Point placement records

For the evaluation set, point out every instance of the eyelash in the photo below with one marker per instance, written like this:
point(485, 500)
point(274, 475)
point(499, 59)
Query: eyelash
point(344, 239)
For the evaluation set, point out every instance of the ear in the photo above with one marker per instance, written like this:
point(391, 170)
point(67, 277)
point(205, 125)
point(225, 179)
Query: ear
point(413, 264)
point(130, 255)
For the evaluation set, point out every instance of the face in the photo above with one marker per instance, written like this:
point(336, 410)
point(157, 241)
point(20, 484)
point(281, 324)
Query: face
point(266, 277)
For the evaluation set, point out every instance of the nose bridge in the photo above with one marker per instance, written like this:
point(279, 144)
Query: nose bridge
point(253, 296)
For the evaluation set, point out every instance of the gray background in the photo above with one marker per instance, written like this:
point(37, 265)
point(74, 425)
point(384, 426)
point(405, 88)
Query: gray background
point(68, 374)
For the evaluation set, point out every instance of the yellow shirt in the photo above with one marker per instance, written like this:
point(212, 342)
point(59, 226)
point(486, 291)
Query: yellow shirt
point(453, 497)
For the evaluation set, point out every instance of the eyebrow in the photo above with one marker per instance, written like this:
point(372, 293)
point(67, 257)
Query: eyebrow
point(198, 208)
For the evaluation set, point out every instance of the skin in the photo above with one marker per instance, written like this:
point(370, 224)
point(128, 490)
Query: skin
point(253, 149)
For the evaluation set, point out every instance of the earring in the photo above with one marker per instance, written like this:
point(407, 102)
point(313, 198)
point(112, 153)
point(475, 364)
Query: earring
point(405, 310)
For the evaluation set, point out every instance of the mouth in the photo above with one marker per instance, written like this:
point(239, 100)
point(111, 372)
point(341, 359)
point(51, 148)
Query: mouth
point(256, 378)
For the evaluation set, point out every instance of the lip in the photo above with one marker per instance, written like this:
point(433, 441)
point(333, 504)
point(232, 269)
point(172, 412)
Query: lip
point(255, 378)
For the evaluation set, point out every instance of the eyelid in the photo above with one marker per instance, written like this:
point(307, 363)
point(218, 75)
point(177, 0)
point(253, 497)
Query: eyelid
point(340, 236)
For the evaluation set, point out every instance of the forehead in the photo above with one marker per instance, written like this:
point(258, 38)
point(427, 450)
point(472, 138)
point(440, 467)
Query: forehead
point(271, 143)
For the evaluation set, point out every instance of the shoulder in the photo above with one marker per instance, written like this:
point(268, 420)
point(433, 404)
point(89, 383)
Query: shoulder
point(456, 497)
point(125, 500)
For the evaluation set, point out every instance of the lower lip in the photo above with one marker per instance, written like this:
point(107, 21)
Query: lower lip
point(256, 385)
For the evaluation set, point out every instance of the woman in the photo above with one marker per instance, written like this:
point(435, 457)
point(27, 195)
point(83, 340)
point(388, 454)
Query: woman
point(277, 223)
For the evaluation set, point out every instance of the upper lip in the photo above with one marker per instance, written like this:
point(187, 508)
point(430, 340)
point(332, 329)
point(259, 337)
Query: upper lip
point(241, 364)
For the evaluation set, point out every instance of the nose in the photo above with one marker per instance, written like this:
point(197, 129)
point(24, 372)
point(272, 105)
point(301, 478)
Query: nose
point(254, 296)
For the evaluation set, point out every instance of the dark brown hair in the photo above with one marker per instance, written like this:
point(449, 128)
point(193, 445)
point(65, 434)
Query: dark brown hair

**What is asked**
Rewrite the rows above, changing every "evaluation set" to "test set" and keeping everything else the same.

**Finished task**
For the test set, point out every instance of the eyelash in the photo below with one marker per instance, written like this:
point(485, 500)
point(274, 475)
point(499, 59)
Query: eyelash
point(344, 239)
For the test set, point out every instance of the ear in the photo above with one marker per instance, written like this:
point(391, 170)
point(67, 277)
point(205, 125)
point(225, 179)
Query: ear
point(413, 264)
point(130, 255)
For the test set, point out every instance of the face in the photo above with one marker per instance, written like this:
point(336, 410)
point(157, 241)
point(20, 484)
point(281, 324)
Query: face
point(266, 277)
For the test set, point out every instance of the nose bridge in the photo above with one marker per instance, written like this:
point(279, 144)
Query: nose bridge
point(253, 296)
For the test set, point out every instance of the gray background in the photo above with one marker per instance, written like this:
point(37, 265)
point(74, 425)
point(384, 426)
point(405, 88)
Query: gray background
point(68, 374)
For the test set, point out every instance of the yellow shirt in the photo above with one marker per instance, written like this:
point(212, 342)
point(59, 226)
point(486, 291)
Query: yellow shirt
point(453, 497)
For the test set, point out every instance of the eyebrow in the photo above with one marker per instance, written like this:
point(372, 293)
point(67, 257)
Query: eyebrow
point(198, 208)
For the test set, point out every instance of the skin in the photo above with one marker per instance, written like this:
point(370, 224)
point(128, 490)
Query: skin
point(253, 149)
For the test set, point out every instance of the earring in the photo above with one marker per instance, written like this:
point(407, 102)
point(313, 198)
point(112, 153)
point(475, 364)
Query: earring
point(405, 310)
For the test set, point out every instance of the mouth in the photo above with one marker per instance, written like this:
point(239, 100)
point(111, 372)
point(341, 359)
point(51, 148)
Query: mouth
point(256, 378)
For the test set, point out every instance of the lip in the photo above with one marker per instance, written like this:
point(433, 441)
point(333, 504)
point(232, 269)
point(172, 412)
Query: lip
point(255, 378)
For the test set, point out every instance of the eyelid in the photo above with one marker per instance, written like this:
point(307, 363)
point(218, 75)
point(177, 0)
point(253, 497)
Query: eyelid
point(340, 236)
For the test set, point out every instance of the forehead in the photo above with one marker per instance, written like this:
point(258, 38)
point(427, 450)
point(472, 138)
point(440, 467)
Query: forehead
point(271, 143)
For the test set, point out every instance of the shoulder in the photo above with one marker per instance, written like this:
point(268, 420)
point(433, 404)
point(89, 383)
Query: shoulder
point(456, 497)
point(125, 500)
For the test set, point out every instance of the lower lip in the photo above with one marker per instance, written like this:
point(107, 21)
Query: lower lip
point(256, 385)
For the test set, point out every instance of the woman in the photo above with one marker per instance, written like this:
point(435, 457)
point(27, 195)
point(83, 340)
point(388, 454)
Query: woman
point(277, 223)
For the test set, point out every instance of the upper lip in the photo above with one marker per instance, written like this:
point(187, 508)
point(430, 340)
point(332, 329)
point(259, 337)
Query: upper lip
point(241, 364)
For the test set, point out every instance of the nose in the photo above with one marker per instance, written like this:
point(197, 129)
point(24, 372)
point(272, 105)
point(301, 478)
Query: nose
point(254, 296)
For the test set, point out every instance of the dark brown hair in the photo above with one marker per instance, written like this:
point(449, 128)
point(193, 445)
point(65, 434)
Query: dark brown hair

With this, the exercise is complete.